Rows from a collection
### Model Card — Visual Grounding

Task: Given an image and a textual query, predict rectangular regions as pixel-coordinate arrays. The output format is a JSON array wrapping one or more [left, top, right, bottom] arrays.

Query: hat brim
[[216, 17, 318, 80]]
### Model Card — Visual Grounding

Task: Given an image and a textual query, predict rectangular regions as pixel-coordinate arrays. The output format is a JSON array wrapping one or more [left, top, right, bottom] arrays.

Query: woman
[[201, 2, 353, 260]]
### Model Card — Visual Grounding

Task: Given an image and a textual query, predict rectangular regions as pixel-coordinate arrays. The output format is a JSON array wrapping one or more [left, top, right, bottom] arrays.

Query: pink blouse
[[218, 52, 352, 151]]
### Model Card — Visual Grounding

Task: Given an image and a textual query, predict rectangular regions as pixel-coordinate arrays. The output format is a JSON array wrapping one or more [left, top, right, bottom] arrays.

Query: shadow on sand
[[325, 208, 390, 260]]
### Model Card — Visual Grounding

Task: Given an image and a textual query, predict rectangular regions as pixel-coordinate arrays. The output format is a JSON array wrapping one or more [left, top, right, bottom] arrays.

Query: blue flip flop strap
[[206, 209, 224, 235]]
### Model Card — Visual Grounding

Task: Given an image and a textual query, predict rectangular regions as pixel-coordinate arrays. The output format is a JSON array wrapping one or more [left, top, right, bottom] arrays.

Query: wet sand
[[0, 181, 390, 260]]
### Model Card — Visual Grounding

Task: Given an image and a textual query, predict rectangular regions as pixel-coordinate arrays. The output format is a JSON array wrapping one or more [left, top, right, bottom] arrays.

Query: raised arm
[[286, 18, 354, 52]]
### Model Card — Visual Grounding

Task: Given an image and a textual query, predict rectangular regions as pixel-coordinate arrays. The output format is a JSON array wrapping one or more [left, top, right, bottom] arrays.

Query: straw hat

What you are asked to do →
Rescale the rows from the first line through the line containing "[[216, 17, 318, 80]]", both included, and repeat the requests unchanged. Multiply every bounding-box coordinate in the answers by 2.4 and round each result to a whole number, with halves rounded up.

Complete response →
### Model Card — Visual Grounding

Task: Given an image and a textual query, predict rectangular regions as pixel-coordinate arrays. The output format is a JSON array wrapping one or more [left, top, right, bottom] arrays.

Query: hat brim
[[518, 41, 763, 192]]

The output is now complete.